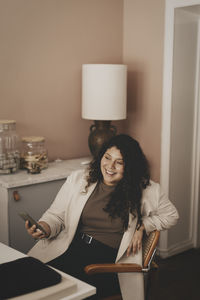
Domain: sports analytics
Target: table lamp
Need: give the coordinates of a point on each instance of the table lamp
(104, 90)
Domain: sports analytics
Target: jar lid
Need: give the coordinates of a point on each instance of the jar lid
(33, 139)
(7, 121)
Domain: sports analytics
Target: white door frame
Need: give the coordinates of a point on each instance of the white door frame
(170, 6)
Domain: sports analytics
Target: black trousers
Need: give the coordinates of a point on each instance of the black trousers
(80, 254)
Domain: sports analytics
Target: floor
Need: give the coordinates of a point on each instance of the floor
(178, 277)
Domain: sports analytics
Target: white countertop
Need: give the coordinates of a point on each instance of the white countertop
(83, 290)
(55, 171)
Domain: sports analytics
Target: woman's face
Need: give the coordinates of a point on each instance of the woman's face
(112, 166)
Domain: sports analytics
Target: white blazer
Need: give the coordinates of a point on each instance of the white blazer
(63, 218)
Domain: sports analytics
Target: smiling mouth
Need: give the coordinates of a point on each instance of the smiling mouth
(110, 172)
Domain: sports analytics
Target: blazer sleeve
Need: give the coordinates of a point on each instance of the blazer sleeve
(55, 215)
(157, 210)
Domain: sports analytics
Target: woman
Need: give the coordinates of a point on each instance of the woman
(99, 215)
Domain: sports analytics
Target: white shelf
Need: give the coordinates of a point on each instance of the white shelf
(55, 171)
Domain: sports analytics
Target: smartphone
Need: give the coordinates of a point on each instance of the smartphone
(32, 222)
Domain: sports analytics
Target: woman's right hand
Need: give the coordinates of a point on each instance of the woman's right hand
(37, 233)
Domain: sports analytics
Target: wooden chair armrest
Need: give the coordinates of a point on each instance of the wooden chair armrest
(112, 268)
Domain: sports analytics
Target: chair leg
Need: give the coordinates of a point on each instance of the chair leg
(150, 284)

━━━━

__WORK TO BE COMPLETED__. Reproduce the data word for word; no pictures.

__ANSWER BELOW__.
Domain: sports analytics
Target: table lamp
Need: give the coordinates of a point on each instance of the table lamp
(104, 90)
Domain: sports analytics
Target: jar lid
Need: give the coordinates of a point on each instance of the jar lid
(33, 139)
(7, 121)
Domain: sports analytics
Target: white door frame
Need: give the coordinates of a point on each instance of the white door frame
(170, 6)
Domain: sports analytics
Target: black trousers
Need: give the coordinates of a point on each instance of the black trousers
(80, 254)
Domain: sports analytics
Target: floor
Need: give the coordinates of a point on each instance of the floor
(178, 277)
Domain: sports analytics
Target: white countertop
Need: give the coordinates of a point on each instance of the white countertop
(83, 290)
(55, 171)
Domain: sports analytics
Target: woman's face
Need: give the coordinates of a point on each instance of the woman's face
(112, 166)
Domain: sports analytics
Target: white blazer
Need: give the coordinates of a point on each instance of the white blazer
(63, 218)
Domain: sports analytics
Target: smiling mouth
Need: give the coordinates of a point on each instance of the smiling mouth
(110, 172)
Domain: sports analytics
Target: blazer sleeve
Need: give the coordinates of a point on each instance of the blazer sleeve
(55, 215)
(157, 210)
Domain: sports analytics
Target: woman
Need: give the coordinates of a point on each instance of the woman
(99, 215)
Domain: sports analytics
Target: white shelf
Need: give the coordinates of a point on each instance of the white shelf
(55, 171)
Domain: sports analytics
Target: smartphone
Need: give the coordinates of a point on each instance of the smartphone
(32, 222)
Domain: sports analytics
Target: woman's right hand
Need: give the coordinates of a point on each instance of the woman's right hand
(37, 233)
Domain: sports analytics
Target: wooden chair armrest
Need: give the coordinates of a point on each instance of the wooden chair armrest
(112, 268)
Domain: sports analytics
Target: chair leg
Need: give the coordinates of a point on each instance of the chair leg
(150, 284)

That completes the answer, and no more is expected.